[Saved data entries]
= Beginning of Section =
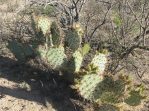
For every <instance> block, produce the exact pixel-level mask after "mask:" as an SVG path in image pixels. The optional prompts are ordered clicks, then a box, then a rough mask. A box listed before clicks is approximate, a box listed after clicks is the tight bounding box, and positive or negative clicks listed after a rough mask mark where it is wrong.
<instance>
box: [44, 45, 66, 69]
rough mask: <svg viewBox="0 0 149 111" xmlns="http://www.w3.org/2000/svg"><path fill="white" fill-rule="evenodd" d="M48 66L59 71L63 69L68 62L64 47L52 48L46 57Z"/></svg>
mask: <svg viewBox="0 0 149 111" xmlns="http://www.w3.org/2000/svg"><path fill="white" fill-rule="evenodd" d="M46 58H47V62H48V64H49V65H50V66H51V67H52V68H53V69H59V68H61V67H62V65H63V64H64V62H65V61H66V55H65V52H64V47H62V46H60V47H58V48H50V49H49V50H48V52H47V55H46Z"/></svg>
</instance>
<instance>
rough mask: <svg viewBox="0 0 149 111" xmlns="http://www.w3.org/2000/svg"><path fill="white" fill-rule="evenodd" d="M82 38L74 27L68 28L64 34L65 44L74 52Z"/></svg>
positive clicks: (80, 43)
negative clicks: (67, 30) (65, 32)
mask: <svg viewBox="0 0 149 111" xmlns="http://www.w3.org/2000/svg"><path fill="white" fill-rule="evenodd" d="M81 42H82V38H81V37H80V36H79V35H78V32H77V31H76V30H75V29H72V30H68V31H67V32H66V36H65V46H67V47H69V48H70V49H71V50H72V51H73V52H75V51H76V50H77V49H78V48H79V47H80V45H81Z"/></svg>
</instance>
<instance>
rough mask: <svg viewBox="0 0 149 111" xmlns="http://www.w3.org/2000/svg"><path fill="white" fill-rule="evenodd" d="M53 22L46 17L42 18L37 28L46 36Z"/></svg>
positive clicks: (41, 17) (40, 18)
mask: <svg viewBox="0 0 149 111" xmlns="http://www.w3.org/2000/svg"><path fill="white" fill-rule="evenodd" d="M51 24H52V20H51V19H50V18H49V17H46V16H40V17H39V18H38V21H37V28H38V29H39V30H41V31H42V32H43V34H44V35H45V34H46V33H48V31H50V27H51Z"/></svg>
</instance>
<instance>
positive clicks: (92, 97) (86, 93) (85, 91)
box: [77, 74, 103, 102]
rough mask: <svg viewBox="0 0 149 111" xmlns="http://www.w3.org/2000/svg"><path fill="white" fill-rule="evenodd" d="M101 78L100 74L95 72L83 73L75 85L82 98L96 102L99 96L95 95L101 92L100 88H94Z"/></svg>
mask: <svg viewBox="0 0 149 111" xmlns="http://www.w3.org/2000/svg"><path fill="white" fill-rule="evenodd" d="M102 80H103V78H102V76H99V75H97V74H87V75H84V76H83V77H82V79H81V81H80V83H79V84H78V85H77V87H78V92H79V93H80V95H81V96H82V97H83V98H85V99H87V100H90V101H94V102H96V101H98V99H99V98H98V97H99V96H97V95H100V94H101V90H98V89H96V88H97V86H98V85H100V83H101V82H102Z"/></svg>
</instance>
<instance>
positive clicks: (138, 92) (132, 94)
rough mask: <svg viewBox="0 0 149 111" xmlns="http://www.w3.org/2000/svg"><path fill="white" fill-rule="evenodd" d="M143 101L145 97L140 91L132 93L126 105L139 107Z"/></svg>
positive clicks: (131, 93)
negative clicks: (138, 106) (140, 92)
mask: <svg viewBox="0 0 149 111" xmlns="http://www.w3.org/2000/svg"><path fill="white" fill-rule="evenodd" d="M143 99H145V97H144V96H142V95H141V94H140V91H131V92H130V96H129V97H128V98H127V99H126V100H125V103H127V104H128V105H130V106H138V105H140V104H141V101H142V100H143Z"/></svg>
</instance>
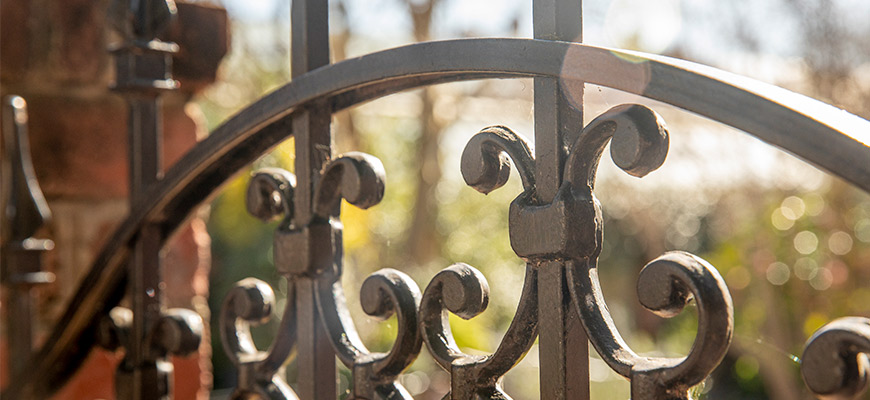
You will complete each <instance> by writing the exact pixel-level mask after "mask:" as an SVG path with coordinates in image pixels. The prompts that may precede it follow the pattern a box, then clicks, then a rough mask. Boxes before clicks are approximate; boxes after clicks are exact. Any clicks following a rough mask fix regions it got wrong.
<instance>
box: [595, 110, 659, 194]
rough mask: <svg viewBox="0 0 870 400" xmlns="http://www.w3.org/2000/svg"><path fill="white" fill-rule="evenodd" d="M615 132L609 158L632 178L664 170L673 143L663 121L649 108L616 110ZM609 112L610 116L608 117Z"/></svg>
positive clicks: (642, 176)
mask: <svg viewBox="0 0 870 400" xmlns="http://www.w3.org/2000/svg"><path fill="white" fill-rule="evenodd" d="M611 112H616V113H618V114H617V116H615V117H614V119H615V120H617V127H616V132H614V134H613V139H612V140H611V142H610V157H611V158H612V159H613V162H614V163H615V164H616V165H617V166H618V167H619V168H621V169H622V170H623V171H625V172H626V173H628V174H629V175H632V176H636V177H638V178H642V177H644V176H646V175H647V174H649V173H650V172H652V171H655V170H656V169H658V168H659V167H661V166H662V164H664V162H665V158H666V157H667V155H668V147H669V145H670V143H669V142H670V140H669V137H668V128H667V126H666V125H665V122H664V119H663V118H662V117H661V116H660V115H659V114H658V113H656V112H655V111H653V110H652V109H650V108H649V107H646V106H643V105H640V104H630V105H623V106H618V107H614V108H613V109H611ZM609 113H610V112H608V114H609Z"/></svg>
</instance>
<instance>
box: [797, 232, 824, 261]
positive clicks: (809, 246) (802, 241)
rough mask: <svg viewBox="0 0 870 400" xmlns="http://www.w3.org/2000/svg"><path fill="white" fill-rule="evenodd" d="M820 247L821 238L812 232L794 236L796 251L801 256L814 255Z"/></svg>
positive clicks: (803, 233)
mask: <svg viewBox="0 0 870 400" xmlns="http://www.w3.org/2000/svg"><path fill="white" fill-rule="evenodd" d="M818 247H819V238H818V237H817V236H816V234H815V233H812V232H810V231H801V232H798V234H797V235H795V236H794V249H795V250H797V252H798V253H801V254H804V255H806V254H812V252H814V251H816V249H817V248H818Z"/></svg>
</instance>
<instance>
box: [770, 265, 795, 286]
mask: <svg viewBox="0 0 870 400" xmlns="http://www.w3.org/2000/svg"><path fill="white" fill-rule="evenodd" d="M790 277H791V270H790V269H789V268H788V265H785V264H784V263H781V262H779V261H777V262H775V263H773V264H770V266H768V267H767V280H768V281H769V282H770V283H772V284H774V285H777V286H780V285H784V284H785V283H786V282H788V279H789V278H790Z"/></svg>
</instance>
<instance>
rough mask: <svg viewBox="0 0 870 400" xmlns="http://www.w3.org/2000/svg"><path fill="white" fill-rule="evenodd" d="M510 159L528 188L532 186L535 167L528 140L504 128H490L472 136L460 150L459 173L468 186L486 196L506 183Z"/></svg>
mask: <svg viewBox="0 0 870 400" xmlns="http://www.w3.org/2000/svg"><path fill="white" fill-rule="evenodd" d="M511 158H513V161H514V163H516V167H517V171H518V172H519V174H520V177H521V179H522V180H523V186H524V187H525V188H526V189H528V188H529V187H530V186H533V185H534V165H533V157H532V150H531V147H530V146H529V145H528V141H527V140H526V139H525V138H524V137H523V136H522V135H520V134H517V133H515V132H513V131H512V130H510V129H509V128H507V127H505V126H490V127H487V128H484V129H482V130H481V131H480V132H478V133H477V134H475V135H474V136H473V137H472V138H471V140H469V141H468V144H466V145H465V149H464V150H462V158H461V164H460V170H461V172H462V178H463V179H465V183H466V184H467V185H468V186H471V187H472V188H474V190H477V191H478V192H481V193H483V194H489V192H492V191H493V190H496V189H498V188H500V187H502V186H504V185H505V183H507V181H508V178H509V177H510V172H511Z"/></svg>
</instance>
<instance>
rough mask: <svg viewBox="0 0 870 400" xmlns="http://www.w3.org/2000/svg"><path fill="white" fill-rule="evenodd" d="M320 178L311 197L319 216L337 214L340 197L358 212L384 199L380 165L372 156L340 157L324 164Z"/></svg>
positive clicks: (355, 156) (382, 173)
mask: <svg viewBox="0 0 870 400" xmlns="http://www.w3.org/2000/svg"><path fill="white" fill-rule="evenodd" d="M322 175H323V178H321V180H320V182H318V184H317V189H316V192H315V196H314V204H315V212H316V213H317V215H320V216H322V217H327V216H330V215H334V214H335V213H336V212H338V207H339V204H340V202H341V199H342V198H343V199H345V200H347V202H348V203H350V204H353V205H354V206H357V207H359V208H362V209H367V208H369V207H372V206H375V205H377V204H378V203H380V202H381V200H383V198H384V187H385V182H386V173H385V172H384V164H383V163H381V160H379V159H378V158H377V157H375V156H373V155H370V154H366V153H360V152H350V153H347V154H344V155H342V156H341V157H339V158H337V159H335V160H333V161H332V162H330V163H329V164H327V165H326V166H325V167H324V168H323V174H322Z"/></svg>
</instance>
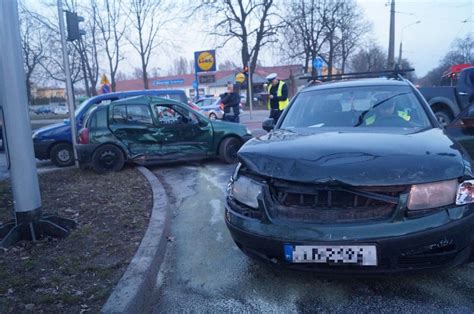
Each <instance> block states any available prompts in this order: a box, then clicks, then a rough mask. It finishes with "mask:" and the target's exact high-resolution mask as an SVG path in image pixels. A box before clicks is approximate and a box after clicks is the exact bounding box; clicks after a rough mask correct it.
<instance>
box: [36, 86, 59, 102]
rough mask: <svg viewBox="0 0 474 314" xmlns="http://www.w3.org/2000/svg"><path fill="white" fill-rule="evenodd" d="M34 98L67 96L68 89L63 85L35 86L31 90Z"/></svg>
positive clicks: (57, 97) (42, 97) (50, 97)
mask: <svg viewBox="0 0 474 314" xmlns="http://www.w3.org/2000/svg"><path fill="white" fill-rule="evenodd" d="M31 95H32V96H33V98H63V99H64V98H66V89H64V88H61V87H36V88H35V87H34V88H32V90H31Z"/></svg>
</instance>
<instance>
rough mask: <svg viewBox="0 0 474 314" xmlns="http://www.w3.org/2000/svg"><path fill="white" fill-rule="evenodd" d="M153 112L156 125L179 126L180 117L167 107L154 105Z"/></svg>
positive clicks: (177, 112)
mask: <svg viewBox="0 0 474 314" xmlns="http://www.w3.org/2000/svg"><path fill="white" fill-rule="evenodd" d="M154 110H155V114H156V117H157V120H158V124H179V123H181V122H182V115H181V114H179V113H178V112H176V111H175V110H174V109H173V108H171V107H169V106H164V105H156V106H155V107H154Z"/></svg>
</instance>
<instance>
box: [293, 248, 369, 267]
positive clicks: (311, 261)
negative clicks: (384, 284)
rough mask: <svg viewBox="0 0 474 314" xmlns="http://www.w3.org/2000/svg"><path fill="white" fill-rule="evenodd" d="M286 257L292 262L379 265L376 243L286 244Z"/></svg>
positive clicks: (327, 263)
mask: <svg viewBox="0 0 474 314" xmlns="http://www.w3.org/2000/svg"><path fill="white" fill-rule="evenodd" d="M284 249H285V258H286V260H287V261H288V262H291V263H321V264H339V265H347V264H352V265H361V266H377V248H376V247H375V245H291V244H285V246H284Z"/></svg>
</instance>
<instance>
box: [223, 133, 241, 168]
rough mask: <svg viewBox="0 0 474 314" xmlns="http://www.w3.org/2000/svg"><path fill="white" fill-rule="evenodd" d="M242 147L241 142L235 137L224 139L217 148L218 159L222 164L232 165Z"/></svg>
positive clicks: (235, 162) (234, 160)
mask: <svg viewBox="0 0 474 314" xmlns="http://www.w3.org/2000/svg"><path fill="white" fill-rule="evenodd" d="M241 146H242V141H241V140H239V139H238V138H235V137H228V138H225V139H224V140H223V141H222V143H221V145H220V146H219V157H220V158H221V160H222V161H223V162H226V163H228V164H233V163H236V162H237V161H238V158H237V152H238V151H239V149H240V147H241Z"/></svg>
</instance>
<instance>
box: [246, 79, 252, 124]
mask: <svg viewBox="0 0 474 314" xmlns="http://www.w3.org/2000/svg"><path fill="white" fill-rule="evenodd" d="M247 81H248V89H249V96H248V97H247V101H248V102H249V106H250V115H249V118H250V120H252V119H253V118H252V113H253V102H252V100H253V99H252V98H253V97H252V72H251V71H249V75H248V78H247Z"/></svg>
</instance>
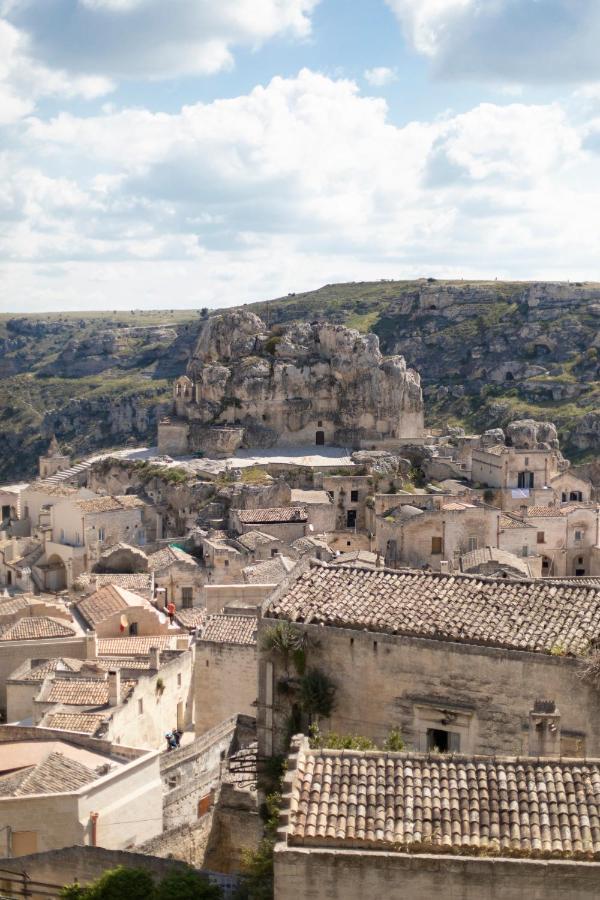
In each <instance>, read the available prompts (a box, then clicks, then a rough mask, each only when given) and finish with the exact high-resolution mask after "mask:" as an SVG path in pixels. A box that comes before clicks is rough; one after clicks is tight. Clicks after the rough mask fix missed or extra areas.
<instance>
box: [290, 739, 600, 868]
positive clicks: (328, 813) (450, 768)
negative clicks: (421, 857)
= End of Section =
Problem description »
Which lines run from the one holding "112L156 125L179 126L180" through the one holding "box: [223, 133, 241, 168]" in the records above? Repeat them exactly, both included, and nothing more.

Result »
rough mask: <svg viewBox="0 0 474 314" xmlns="http://www.w3.org/2000/svg"><path fill="white" fill-rule="evenodd" d="M153 112L156 125L179 126L180 117L167 107L154 105Z"/></svg>
positive clicks: (177, 112)
mask: <svg viewBox="0 0 474 314" xmlns="http://www.w3.org/2000/svg"><path fill="white" fill-rule="evenodd" d="M154 110H155V114H156V117H157V120H158V124H179V123H181V122H182V115H181V114H179V113H178V112H176V111H175V110H174V109H173V108H171V107H169V106H164V105H156V106H155V107H154Z"/></svg>
</instance>
<instance>
box: [293, 248, 369, 267]
positive clicks: (311, 261)
negative clicks: (384, 284)
rough mask: <svg viewBox="0 0 474 314" xmlns="http://www.w3.org/2000/svg"><path fill="white" fill-rule="evenodd" d="M286 257L292 262L379 265L376 243L286 244Z"/></svg>
positive clicks: (327, 263)
mask: <svg viewBox="0 0 474 314" xmlns="http://www.w3.org/2000/svg"><path fill="white" fill-rule="evenodd" d="M284 249H285V258H286V260H287V261H288V262H291V263H321V264H339V265H347V264H352V265H361V266H377V248H376V247H375V245H291V244H285V246H284Z"/></svg>
</instance>
<instance>
box: [223, 133, 241, 168]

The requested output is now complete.